• **Pagina**:
◇ ◇ ◇ ◇ ◇
Ciro Tarantino (a cura di)
Il soggiorno obbligato
DOI: 10.1401/9788815412584/c16
Non è un caso, dunque, che la preferenza della giurisprudenza di merito e di legittimità verso l’istituto dell’amministrazione di sostegno abbia portato a una progressiva riduzione delle aperture delle interdizioni e delle inabilitazioni in tutti i Tribunali d’Italia, in continuità con il mutamento della cultura giuridica sopra descritto.
{p. 376}
Nella presente trattazione occorre tener conto, tuttavia, che tuttora sono pendenti in ciascun Tribunale tutele e curatele aperte prima dell’istituzione dell’amministrazione di sostegno.
◇ ◇ ◇ ◇ ◇
(Righe da un dataset di segmentazione)
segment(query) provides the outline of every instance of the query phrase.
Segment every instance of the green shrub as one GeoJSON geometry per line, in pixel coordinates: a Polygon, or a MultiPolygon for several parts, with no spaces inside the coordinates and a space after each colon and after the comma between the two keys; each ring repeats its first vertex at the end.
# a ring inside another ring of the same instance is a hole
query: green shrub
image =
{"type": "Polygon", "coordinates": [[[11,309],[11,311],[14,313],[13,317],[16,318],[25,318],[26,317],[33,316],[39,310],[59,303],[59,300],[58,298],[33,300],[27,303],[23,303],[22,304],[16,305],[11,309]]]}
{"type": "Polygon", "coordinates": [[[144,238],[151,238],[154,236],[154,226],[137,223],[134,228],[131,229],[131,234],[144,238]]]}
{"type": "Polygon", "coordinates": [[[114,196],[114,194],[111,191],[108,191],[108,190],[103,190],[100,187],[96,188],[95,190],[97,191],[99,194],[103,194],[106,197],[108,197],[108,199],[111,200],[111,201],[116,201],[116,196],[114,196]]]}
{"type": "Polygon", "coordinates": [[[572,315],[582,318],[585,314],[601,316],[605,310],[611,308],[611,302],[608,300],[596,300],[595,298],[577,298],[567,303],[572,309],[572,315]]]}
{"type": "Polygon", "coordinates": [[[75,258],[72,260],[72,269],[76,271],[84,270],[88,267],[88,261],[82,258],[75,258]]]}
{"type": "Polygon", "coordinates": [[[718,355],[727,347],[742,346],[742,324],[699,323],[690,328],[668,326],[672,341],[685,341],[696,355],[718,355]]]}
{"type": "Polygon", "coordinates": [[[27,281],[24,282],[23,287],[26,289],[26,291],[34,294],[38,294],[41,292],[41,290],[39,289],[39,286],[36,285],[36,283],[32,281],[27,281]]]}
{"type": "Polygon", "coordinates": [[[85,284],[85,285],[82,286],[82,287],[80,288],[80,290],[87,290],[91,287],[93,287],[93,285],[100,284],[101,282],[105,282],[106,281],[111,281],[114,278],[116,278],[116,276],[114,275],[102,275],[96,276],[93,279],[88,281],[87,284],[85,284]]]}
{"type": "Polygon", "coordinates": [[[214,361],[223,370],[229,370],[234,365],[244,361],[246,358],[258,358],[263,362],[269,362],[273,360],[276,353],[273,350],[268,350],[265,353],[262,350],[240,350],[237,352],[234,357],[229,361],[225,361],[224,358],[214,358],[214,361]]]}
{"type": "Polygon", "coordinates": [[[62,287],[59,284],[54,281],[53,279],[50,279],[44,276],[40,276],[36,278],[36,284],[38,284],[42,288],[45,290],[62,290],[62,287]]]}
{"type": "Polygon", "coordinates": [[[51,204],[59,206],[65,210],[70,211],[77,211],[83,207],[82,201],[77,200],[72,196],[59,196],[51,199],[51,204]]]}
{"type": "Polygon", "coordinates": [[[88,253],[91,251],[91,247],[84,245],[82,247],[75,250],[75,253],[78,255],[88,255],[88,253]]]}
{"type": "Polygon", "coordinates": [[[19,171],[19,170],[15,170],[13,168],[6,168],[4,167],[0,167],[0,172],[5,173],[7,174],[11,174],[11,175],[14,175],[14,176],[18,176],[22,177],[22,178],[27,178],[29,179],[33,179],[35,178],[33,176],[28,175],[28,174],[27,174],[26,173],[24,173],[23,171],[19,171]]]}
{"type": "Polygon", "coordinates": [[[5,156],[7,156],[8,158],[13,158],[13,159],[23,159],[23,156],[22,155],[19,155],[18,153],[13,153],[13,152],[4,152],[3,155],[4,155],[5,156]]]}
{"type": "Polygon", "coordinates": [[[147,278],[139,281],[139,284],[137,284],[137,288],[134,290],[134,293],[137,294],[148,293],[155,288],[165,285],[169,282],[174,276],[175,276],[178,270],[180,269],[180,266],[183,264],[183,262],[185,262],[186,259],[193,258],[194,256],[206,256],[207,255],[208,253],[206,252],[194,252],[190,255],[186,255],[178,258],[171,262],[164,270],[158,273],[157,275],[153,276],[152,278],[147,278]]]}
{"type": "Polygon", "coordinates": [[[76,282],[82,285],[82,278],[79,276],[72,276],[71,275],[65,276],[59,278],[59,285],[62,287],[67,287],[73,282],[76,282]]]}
◇ ◇ ◇ ◇ ◇
• **Compito da svolgere**: Estrai dalla pagina, parola per parola, il tratto che va da "Il soggiorno obbligato" fino a "giuridica sopra descritto.".

• **Soluzione del compito**:
Il soggiorno obbligato
DOI: 10.1401/9788815412584/c16
Non è un caso, dunque, che la preferenza della giurisprudenza di merito e di legittimità verso l’istituto dell’amministrazione di sostegno abbia portato a una progressiva riduzione delle aperture delle interdizioni e delle inabilitazioni in tutti i Tribunali d’Italia, in continuità con il mutamento della cultura giuridica sopra descritto.